STATED TASK –
Find every line in the records below that contains the word "dress" and copy each one.

SUPPLIED DATA –
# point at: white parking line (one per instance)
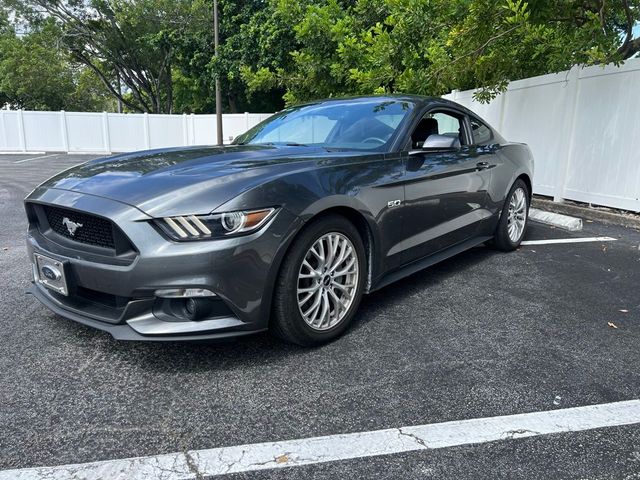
(306, 451)
(37, 158)
(569, 240)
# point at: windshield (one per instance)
(348, 124)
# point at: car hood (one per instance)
(183, 181)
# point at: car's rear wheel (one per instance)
(514, 217)
(320, 283)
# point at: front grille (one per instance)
(89, 229)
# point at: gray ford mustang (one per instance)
(285, 229)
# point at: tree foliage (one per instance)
(434, 46)
(158, 56)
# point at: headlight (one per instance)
(219, 225)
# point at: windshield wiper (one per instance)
(286, 144)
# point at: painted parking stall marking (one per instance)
(568, 240)
(307, 451)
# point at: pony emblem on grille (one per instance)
(71, 225)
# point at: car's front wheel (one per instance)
(320, 283)
(514, 217)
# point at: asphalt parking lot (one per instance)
(485, 334)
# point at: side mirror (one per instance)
(439, 142)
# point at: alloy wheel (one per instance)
(517, 218)
(327, 281)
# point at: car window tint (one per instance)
(437, 123)
(481, 133)
(308, 129)
(447, 124)
(366, 124)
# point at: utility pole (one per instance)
(218, 92)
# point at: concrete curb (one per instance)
(609, 218)
(565, 222)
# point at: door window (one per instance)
(438, 123)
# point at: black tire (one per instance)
(501, 239)
(287, 322)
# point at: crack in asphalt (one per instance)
(415, 438)
(192, 465)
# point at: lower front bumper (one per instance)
(147, 327)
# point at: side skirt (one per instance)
(425, 262)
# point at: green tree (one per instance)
(36, 73)
(433, 46)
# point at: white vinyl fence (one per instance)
(583, 127)
(114, 132)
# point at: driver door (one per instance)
(445, 190)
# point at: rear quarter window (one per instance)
(481, 133)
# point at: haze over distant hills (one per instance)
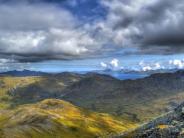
(131, 101)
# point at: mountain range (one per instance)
(30, 100)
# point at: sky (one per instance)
(86, 35)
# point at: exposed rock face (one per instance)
(136, 100)
(170, 125)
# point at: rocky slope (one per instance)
(53, 118)
(136, 100)
(170, 125)
(126, 103)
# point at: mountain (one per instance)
(170, 125)
(53, 118)
(123, 102)
(136, 100)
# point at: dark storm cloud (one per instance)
(148, 23)
(35, 30)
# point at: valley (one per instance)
(89, 105)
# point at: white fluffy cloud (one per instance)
(42, 30)
(112, 65)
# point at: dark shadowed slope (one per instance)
(137, 100)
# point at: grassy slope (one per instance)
(51, 118)
(57, 118)
(145, 110)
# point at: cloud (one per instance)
(33, 30)
(112, 65)
(146, 23)
(42, 31)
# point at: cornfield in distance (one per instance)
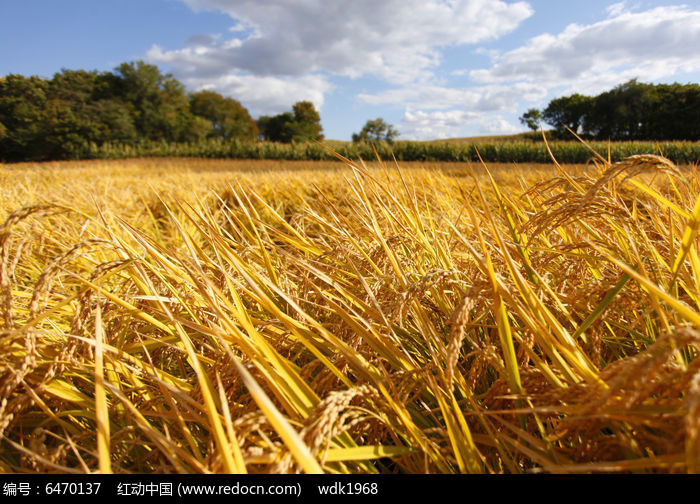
(352, 319)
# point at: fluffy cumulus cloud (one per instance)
(277, 52)
(429, 125)
(652, 44)
(300, 46)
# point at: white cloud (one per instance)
(396, 40)
(615, 9)
(653, 44)
(477, 98)
(276, 48)
(431, 125)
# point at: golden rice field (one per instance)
(192, 316)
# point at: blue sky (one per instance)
(432, 68)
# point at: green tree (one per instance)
(307, 122)
(568, 111)
(376, 130)
(22, 113)
(228, 119)
(302, 124)
(532, 119)
(279, 128)
(158, 104)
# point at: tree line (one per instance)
(62, 117)
(630, 111)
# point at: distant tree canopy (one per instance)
(630, 111)
(376, 130)
(58, 118)
(301, 124)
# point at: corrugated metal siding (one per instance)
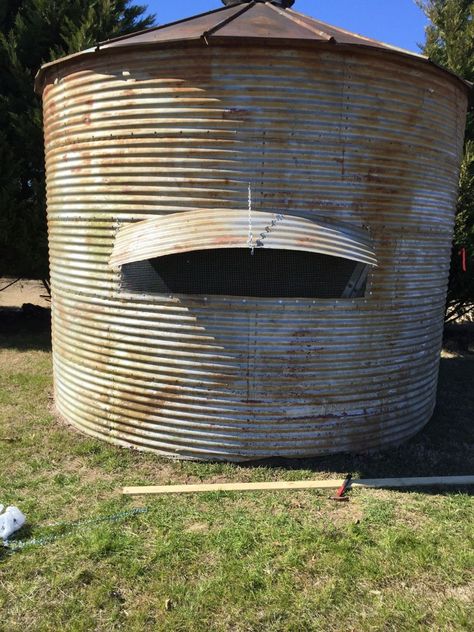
(359, 138)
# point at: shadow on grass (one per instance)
(28, 328)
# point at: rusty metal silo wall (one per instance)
(369, 139)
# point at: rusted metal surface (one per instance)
(318, 134)
(241, 23)
(204, 230)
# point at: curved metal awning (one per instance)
(207, 230)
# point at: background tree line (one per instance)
(33, 32)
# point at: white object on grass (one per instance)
(10, 521)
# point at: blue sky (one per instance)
(397, 22)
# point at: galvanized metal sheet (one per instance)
(316, 133)
(242, 23)
(201, 230)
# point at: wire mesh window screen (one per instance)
(237, 272)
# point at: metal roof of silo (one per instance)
(241, 21)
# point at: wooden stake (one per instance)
(427, 481)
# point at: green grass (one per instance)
(261, 561)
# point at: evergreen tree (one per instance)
(33, 32)
(450, 43)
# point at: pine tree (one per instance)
(33, 32)
(450, 43)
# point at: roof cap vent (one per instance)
(285, 4)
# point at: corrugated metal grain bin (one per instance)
(250, 220)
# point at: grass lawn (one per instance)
(262, 561)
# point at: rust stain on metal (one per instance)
(225, 377)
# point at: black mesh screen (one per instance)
(238, 272)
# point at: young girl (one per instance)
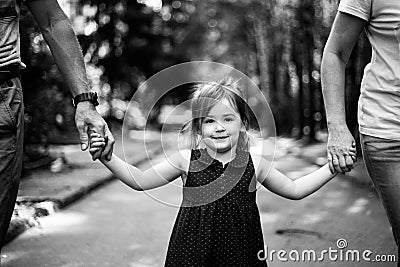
(218, 223)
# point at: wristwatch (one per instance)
(91, 96)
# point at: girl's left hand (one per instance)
(97, 143)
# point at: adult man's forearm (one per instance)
(333, 90)
(67, 54)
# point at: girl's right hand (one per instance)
(97, 143)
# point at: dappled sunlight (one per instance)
(144, 262)
(313, 218)
(268, 217)
(302, 172)
(358, 206)
(9, 258)
(59, 223)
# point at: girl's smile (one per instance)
(221, 128)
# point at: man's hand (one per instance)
(88, 119)
(341, 147)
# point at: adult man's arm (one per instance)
(59, 35)
(345, 32)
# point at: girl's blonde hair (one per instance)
(204, 97)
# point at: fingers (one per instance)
(108, 150)
(337, 163)
(83, 136)
(330, 163)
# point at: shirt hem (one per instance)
(353, 11)
(380, 134)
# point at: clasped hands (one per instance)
(341, 150)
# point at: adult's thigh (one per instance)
(382, 160)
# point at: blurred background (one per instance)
(277, 43)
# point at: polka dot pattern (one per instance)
(224, 232)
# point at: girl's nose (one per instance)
(219, 127)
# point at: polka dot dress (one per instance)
(218, 223)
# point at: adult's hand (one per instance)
(88, 119)
(339, 142)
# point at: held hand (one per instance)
(97, 144)
(341, 150)
(87, 118)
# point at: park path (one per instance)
(116, 226)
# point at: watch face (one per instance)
(91, 96)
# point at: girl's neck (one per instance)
(223, 157)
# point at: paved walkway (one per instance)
(72, 176)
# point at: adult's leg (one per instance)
(11, 149)
(382, 159)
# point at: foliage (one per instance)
(278, 43)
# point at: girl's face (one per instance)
(221, 127)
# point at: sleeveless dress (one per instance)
(218, 223)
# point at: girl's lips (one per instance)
(219, 137)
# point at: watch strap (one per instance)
(91, 96)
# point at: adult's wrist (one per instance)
(86, 97)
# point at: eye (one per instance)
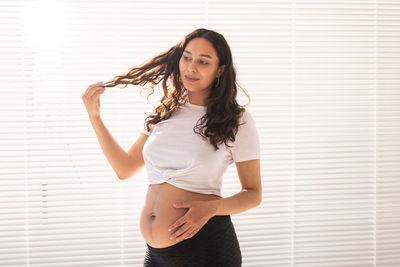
(202, 62)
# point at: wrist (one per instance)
(215, 205)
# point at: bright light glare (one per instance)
(45, 22)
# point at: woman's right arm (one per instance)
(124, 164)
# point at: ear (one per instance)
(220, 70)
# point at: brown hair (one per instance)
(221, 120)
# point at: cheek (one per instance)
(181, 65)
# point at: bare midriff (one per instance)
(158, 213)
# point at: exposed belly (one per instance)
(158, 213)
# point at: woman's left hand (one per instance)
(194, 219)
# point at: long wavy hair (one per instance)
(221, 121)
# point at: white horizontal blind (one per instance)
(323, 77)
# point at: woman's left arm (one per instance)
(251, 194)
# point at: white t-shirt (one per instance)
(175, 154)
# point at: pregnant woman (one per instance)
(188, 142)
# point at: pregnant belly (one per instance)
(158, 213)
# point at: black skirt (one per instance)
(215, 244)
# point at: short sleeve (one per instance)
(247, 143)
(144, 131)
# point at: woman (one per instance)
(190, 139)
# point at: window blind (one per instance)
(323, 78)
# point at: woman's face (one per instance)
(199, 61)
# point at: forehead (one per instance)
(201, 46)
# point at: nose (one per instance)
(192, 67)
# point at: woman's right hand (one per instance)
(91, 98)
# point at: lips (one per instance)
(190, 78)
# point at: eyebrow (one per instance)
(203, 55)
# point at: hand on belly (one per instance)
(159, 213)
(154, 226)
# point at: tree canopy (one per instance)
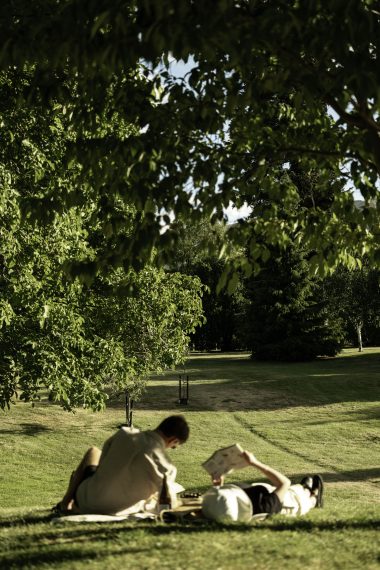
(270, 83)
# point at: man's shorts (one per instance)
(263, 501)
(88, 472)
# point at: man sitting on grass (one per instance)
(225, 503)
(131, 468)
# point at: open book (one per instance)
(225, 460)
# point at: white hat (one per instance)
(228, 503)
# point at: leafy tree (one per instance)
(354, 297)
(271, 83)
(287, 319)
(196, 255)
(81, 337)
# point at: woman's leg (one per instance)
(91, 457)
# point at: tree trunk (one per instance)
(359, 333)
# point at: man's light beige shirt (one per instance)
(131, 469)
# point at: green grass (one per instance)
(301, 418)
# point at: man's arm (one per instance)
(280, 481)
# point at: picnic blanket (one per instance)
(103, 518)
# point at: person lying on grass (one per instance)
(226, 503)
(127, 473)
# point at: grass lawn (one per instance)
(300, 418)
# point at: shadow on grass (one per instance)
(26, 429)
(32, 558)
(230, 383)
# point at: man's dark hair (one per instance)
(175, 426)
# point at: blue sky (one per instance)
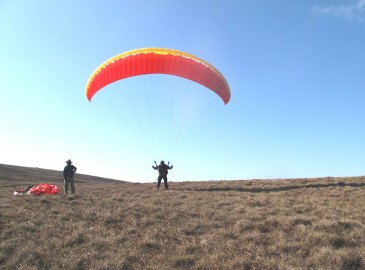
(295, 69)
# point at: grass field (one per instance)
(248, 224)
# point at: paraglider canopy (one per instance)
(158, 61)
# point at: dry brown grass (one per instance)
(257, 224)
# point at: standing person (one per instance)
(162, 173)
(68, 175)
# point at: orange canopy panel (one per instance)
(158, 61)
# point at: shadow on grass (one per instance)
(276, 189)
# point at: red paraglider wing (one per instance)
(158, 61)
(44, 189)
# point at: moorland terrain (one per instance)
(316, 223)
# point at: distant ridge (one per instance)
(34, 175)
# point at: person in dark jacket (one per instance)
(68, 175)
(162, 173)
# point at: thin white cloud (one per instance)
(355, 11)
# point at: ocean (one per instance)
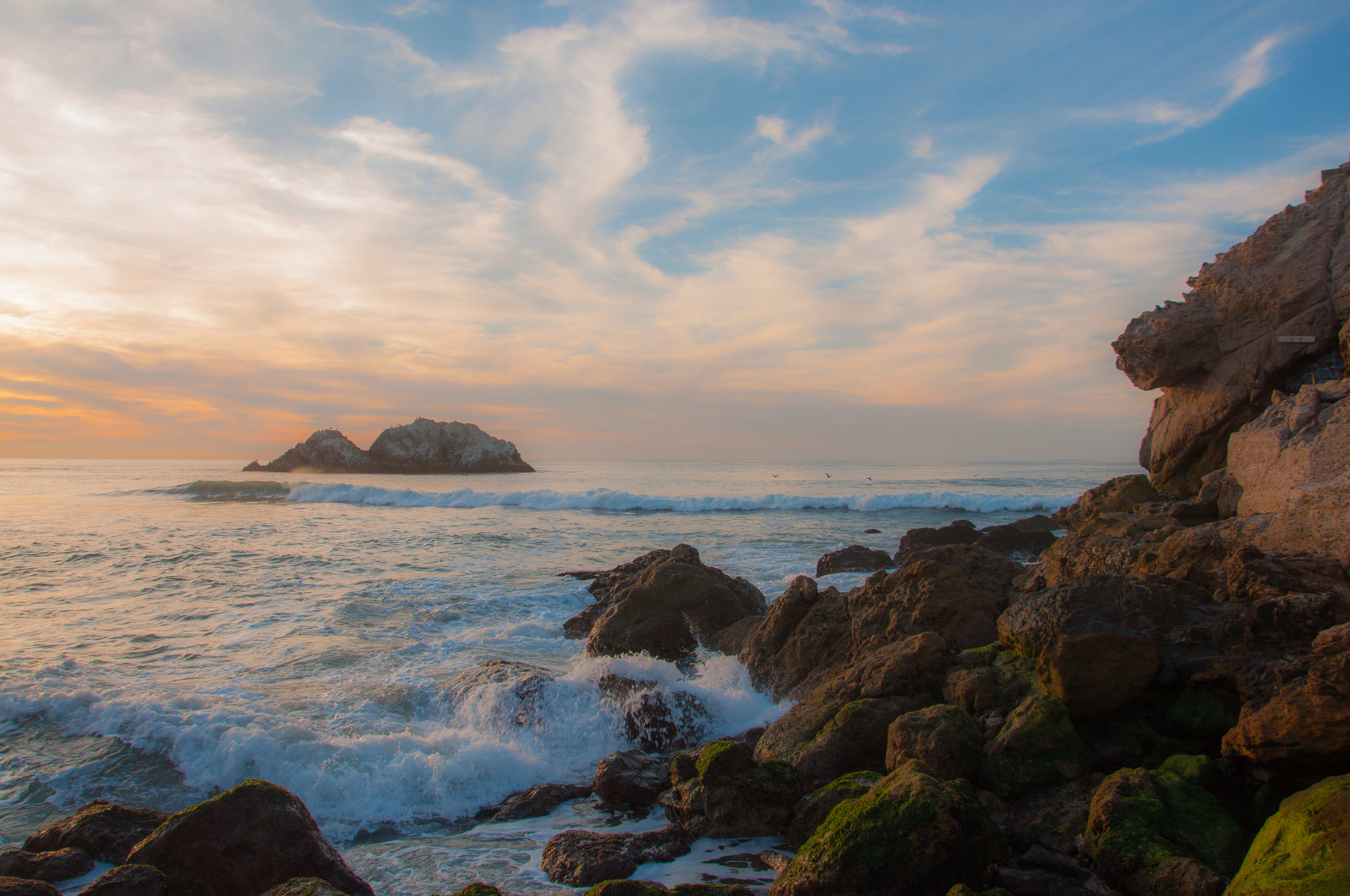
(172, 628)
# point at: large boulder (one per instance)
(841, 725)
(428, 446)
(1036, 746)
(721, 791)
(1307, 721)
(632, 778)
(1303, 849)
(61, 864)
(943, 737)
(669, 609)
(1218, 354)
(420, 447)
(813, 809)
(910, 833)
(1152, 832)
(325, 451)
(854, 559)
(131, 880)
(104, 830)
(242, 843)
(584, 859)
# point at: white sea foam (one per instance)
(611, 500)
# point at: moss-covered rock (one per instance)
(1305, 848)
(724, 792)
(909, 833)
(816, 806)
(1205, 713)
(1037, 746)
(1146, 830)
(943, 737)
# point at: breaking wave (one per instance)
(611, 500)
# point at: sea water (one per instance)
(173, 628)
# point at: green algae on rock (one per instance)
(910, 832)
(1148, 832)
(1303, 849)
(1037, 745)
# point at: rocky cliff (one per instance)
(1261, 315)
(420, 447)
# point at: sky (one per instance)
(631, 230)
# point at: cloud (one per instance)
(1248, 73)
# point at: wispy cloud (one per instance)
(1248, 73)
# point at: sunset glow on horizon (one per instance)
(646, 230)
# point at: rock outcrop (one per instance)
(420, 447)
(244, 843)
(104, 830)
(1219, 354)
(665, 603)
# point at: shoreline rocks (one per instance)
(420, 447)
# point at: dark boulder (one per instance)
(674, 605)
(26, 887)
(104, 830)
(199, 849)
(959, 532)
(129, 880)
(58, 865)
(854, 559)
(723, 791)
(584, 859)
(534, 802)
(632, 778)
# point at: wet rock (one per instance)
(516, 689)
(910, 833)
(1011, 540)
(724, 792)
(26, 887)
(1149, 830)
(840, 727)
(535, 802)
(325, 451)
(428, 446)
(1036, 746)
(311, 887)
(130, 880)
(943, 737)
(676, 602)
(58, 865)
(1305, 848)
(632, 778)
(420, 447)
(816, 806)
(104, 830)
(959, 532)
(584, 859)
(657, 719)
(733, 639)
(195, 849)
(854, 559)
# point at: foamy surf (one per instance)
(613, 500)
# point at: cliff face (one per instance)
(1221, 352)
(423, 446)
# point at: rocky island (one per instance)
(1153, 703)
(420, 447)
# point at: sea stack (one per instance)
(420, 447)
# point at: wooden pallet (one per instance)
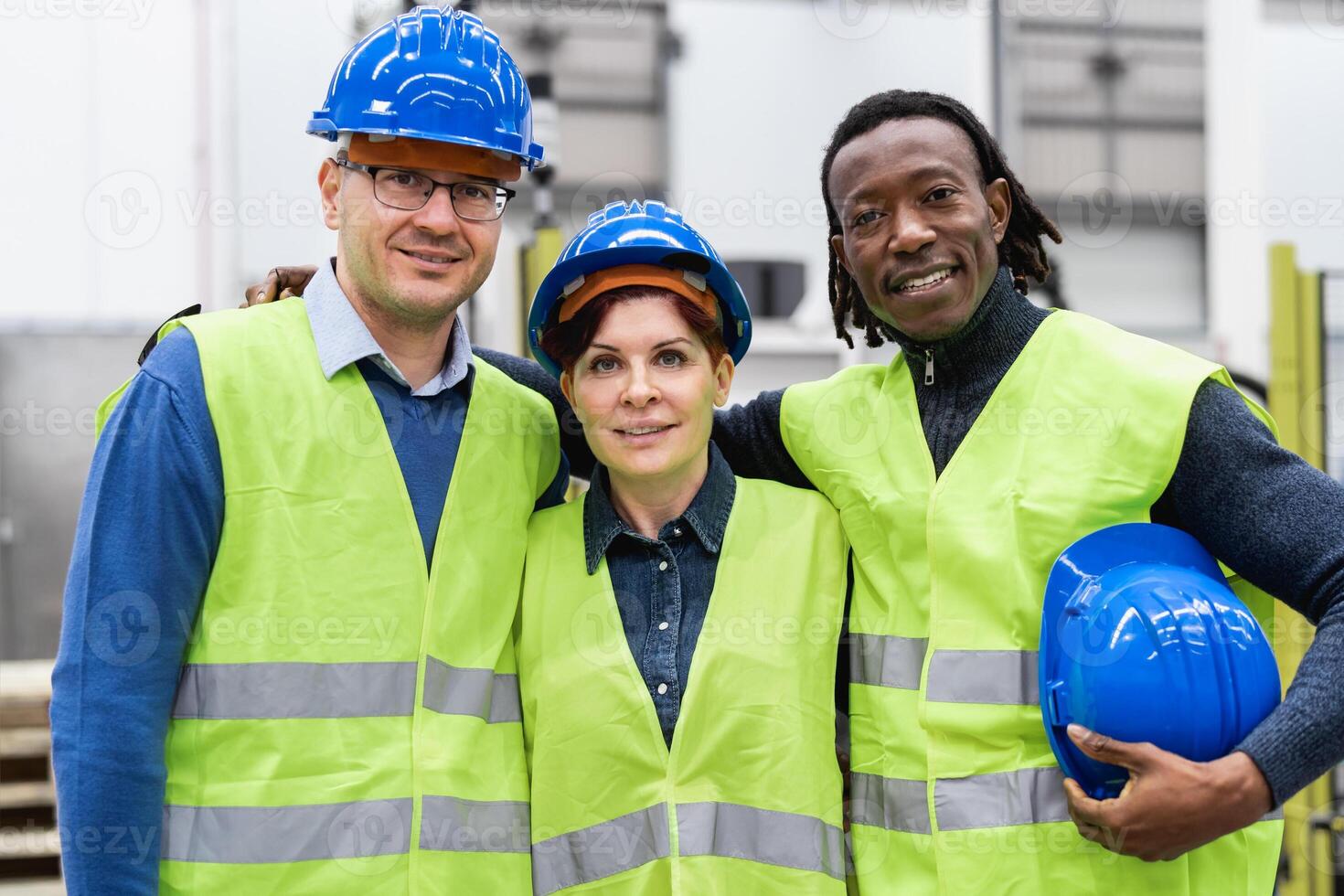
(30, 844)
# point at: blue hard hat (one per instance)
(1143, 640)
(432, 74)
(640, 234)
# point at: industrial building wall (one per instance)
(163, 163)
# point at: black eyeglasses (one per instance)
(409, 191)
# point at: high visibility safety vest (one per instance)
(345, 720)
(749, 797)
(955, 789)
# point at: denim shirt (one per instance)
(661, 587)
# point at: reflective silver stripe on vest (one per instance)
(1001, 799)
(253, 835)
(761, 836)
(895, 804)
(601, 850)
(294, 689)
(469, 827)
(471, 692)
(889, 661)
(984, 676)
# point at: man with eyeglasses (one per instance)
(286, 658)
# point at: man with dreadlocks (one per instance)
(998, 435)
(1040, 427)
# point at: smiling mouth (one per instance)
(643, 432)
(926, 283)
(443, 261)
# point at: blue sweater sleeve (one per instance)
(144, 546)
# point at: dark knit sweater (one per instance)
(1261, 509)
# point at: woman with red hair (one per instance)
(651, 773)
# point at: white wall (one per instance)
(763, 85)
(168, 163)
(1275, 140)
(155, 151)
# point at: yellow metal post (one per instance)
(1296, 400)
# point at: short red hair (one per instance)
(568, 341)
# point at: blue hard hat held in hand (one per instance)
(432, 74)
(1143, 640)
(632, 234)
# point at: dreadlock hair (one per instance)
(1020, 248)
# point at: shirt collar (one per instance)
(343, 337)
(707, 513)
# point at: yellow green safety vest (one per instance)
(955, 789)
(345, 720)
(749, 797)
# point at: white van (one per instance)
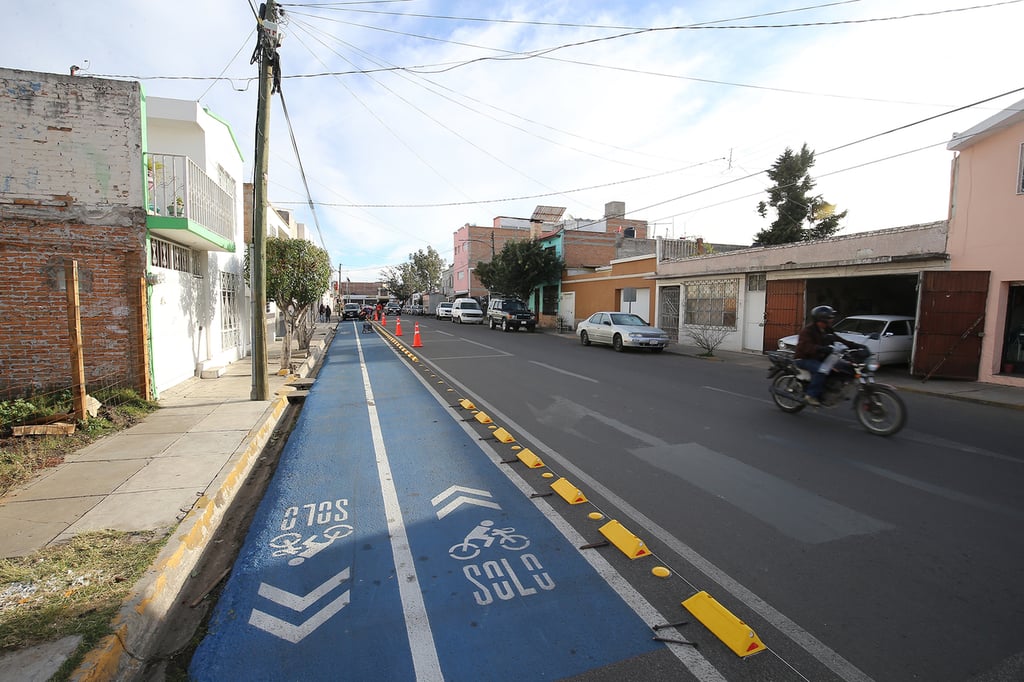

TASK RESPONSE –
# point at: polka dot dress (one per instance)
# point at: sleeveless dress (one per instance)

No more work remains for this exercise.